## INSTRUCTIONS FOR THE TASK
List every line of the material below that contains the word "leaf", copying each line whole.

## RECORDS TO USE
+---+

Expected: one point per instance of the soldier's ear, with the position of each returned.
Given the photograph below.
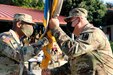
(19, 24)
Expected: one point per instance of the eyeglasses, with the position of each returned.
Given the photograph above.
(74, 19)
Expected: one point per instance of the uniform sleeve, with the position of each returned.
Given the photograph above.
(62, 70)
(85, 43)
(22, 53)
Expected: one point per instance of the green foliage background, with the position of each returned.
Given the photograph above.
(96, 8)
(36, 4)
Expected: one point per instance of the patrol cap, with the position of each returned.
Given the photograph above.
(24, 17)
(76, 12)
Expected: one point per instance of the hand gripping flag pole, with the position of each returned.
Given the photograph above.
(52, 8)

+---+

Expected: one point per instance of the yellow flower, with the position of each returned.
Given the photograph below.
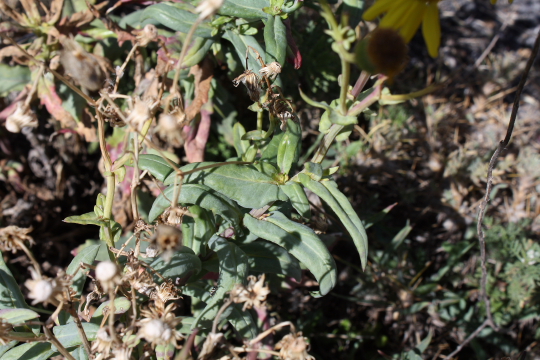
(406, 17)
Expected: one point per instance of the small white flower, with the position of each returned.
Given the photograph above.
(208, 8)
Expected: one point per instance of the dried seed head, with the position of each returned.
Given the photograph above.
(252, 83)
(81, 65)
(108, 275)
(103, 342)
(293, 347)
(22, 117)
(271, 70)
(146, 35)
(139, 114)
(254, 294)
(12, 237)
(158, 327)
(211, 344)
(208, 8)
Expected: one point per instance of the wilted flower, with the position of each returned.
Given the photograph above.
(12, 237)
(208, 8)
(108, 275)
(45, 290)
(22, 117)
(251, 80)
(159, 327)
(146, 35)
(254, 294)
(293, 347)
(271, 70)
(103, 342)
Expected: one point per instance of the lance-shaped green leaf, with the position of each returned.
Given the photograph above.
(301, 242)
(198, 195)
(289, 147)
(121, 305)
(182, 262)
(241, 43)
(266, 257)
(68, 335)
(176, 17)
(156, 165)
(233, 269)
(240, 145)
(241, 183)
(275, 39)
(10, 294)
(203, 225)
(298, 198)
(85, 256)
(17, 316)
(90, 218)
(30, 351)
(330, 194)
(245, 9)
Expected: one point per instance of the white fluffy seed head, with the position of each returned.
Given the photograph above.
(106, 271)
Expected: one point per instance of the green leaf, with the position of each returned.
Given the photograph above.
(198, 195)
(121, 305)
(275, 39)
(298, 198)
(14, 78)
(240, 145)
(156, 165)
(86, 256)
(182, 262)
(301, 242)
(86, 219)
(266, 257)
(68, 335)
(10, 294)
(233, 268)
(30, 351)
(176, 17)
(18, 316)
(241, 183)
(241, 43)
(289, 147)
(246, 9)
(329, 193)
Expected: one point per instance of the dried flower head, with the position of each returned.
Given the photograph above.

+---+

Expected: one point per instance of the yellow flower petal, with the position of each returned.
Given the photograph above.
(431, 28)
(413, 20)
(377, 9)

+---+

## THE REPLY
Expected: one point per instance of the lance-shaped green leaf, with the position of each returned.
Expected: one point per instance of the green leaf, with the position of each returned.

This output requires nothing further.